**What is expected**
Word for word, copy the data that follows and skip its pictures.

Stored dataset items
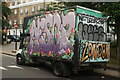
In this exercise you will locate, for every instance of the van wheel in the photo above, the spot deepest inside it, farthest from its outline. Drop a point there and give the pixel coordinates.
(57, 69)
(20, 60)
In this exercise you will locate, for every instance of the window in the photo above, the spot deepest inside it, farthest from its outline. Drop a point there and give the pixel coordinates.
(10, 3)
(26, 10)
(39, 7)
(33, 9)
(10, 22)
(21, 21)
(15, 22)
(15, 11)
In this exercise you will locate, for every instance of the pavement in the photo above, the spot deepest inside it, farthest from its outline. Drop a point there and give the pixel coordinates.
(9, 49)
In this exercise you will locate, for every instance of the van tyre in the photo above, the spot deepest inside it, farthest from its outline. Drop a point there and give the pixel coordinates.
(57, 69)
(20, 60)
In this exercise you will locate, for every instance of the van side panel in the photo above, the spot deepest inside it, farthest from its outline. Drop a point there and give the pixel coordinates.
(92, 33)
(52, 34)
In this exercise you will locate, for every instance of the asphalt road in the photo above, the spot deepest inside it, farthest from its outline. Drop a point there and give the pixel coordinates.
(12, 71)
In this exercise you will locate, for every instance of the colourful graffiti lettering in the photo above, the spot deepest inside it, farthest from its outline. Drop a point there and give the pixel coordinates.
(91, 28)
(94, 51)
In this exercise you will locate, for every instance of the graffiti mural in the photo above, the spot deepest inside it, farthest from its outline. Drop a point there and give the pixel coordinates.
(91, 28)
(94, 51)
(52, 34)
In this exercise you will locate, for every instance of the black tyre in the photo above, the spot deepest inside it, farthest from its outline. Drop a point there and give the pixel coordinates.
(20, 60)
(57, 69)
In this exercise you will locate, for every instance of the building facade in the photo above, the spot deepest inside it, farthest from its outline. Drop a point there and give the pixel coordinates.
(24, 8)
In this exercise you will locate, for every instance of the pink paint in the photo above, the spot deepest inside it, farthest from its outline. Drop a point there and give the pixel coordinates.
(57, 35)
(68, 50)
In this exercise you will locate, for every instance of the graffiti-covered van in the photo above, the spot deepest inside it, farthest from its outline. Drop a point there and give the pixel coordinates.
(74, 36)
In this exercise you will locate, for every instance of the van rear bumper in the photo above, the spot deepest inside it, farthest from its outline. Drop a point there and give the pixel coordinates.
(95, 65)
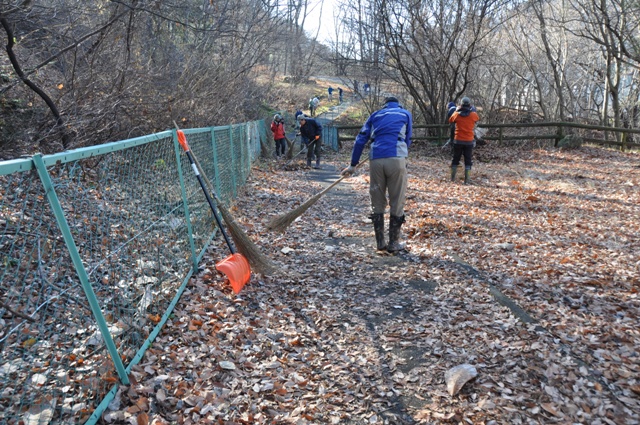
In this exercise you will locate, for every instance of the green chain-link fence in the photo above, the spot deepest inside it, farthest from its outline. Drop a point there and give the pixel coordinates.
(96, 247)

**Solution to this problem**
In this exercise you will locate, for every instance of the van wheel in the photo above, the spot deepest inside it, farthest from its outline. Drop a point there and give the pixel coordinates.
(57, 69)
(20, 60)
In this exercise you will locate, for every instance of the window in the photo above, the spot deepest inside it, farthest from its outline. Drop a point there and give the pixel coordinates.
(10, 3)
(26, 10)
(39, 7)
(33, 9)
(10, 22)
(21, 21)
(15, 22)
(15, 11)
In this exercise you will locate, for every instance of the pavement in the photo above, the spot deepest inside it, farthest from its outline. Drop a point there and give the pixel coordinates.
(9, 49)
In this exercise you will locate, for every instance of the van tyre in the photo above, the spot deepest inside it, farthest from its outline. Drop a point there and give the pixel coordinates.
(57, 69)
(20, 60)
In this exercise you will locate, for every instance of the van side panel in the photo above, the spot deepest inside it, farthest from its outline. Drop a point there and give the pixel coordinates.
(92, 33)
(52, 34)
In this exercise you will locate, for every instance of the asphalt road in the photo above, the spot deepest inside it, farthest from its outline. Drop a point there and give the pixel coordinates.
(12, 71)
In this exercise you will locate, for every instance of the colourful graffiti lettering in the photo above, the spot deepest inside it, farthest from its outline. Drop a point there and give the pixel coordinates.
(91, 28)
(94, 51)
In this exercise you will locate, for every instance of the graffiti mural in the photo above, the spot deepest inside it, farthest from its outline. Drop a point there and give the pixel coordinates.
(91, 28)
(94, 51)
(52, 34)
In this exercise you will locate, for every instance of the black tyre in the photo above, the spot deepest inside it, farthest from its outline. Drop a point there and give the pixel coordinates.
(20, 60)
(57, 69)
In this exercise you will locate, for every instance of the building facade in the photo above, the spot deepest inside it, farthest from its outline. Drop a point there and give the pixel coordinates.
(24, 8)
In this exercise you will locate, for every instance of the pink paint in the photo above, the spot deepest inside it, farthest from its outline. Drop a point there and give the pixel coordinates.
(57, 35)
(68, 50)
In this exercise you will locate, for every instance of the graffiti-covered van in the photo above, the spot deepest inside it, farthest from its outline. Drop a point there and give the pixel coordinates.
(74, 36)
In this exercise you will locate, for every instance of the van rear bumper in the photo above, the spot deepest inside it, farthest from its outline. Drop a point there and give the pixel coordinates.
(95, 65)
In this exercise you will locate, for every instance of the green chain-link fence in the photo above, the spot deepest inside it, farthest from its outline. Drop a point there and give the pixel coordinates.
(96, 247)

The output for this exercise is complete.